Output exactly those lines of the data that lie between the line containing "of the distant" and the final line, both ends counted.

Referring expression pointing data:
----
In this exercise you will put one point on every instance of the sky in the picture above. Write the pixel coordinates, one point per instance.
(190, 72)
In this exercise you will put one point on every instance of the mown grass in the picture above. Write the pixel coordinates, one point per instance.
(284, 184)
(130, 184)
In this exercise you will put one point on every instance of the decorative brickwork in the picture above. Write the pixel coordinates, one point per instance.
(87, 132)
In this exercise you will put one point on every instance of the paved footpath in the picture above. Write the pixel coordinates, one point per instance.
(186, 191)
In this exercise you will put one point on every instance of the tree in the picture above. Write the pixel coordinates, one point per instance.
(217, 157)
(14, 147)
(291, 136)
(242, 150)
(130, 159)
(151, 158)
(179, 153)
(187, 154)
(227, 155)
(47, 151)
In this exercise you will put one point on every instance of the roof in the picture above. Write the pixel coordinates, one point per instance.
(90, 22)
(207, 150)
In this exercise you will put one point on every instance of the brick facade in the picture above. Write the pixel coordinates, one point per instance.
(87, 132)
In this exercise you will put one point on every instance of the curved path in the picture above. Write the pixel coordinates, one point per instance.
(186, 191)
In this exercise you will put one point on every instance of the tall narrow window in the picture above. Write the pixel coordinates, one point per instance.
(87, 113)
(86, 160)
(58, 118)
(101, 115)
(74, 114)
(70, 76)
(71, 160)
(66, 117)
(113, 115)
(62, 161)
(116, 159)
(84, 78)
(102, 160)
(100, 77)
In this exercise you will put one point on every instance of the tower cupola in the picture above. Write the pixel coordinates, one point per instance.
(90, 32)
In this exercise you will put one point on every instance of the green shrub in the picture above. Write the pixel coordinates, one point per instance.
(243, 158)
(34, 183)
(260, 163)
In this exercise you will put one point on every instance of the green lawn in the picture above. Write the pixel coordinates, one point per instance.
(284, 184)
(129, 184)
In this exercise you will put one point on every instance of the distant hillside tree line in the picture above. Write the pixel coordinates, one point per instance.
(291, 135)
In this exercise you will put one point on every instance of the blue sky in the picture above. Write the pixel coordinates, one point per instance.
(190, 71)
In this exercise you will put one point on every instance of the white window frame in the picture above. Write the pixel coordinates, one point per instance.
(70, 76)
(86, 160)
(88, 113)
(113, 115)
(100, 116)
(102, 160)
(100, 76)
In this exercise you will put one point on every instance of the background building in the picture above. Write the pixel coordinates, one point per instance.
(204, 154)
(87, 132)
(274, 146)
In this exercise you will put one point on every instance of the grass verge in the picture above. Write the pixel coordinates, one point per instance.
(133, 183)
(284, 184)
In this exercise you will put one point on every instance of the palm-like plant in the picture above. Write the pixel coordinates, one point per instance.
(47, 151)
----
Response area:
In this exercise you will put one point on every instance of the distant hillside tree line in the picture above. Write the pixel coordinates, one point per instance.
(291, 135)
In this exercise you will put one point on every instance of the blue sky in the picture above. Write the pixel coordinates, one point per instance.
(190, 71)
In this exercise you will put one point on every instance of the white window frame in the picture above. Write the pixel coordinates, one point per instance.
(70, 76)
(86, 160)
(88, 113)
(113, 115)
(100, 116)
(102, 160)
(100, 76)
In this exercise you will put one point on every instance of the background building in the picture above. Write the pixel coordinates, one point per instance.
(204, 154)
(87, 132)
(274, 146)
In this exercise you will put one point on every instance of the grass verge in the picture above. Write the pixel coordinates, one point per instance.
(133, 183)
(284, 184)
In this exercise you will put one point on every instance of the palm-like plant in the picture above. Write the pixel coordinates, one point per instance.
(47, 151)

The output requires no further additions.